#### Data listing:

________________________

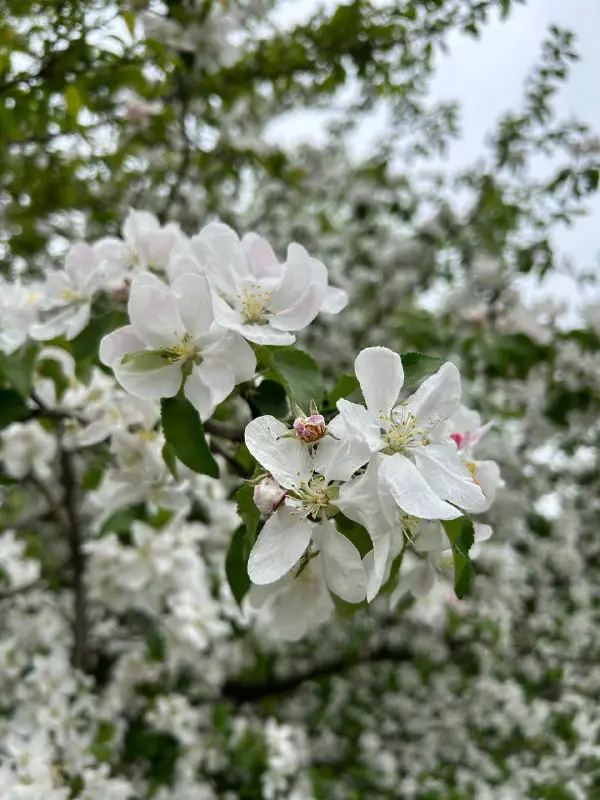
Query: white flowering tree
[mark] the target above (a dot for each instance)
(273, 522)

________________________

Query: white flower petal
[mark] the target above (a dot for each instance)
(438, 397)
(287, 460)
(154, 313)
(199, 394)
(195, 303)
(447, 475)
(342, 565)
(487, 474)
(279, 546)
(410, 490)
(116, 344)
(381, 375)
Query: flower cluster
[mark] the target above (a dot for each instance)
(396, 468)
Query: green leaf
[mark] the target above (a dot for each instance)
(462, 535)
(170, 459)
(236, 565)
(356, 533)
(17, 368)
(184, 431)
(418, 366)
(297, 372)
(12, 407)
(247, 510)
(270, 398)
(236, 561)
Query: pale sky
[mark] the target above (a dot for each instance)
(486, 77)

________________________

State how many lines of the listing above include the string "white", with no words around the number.

#### Answer box:
2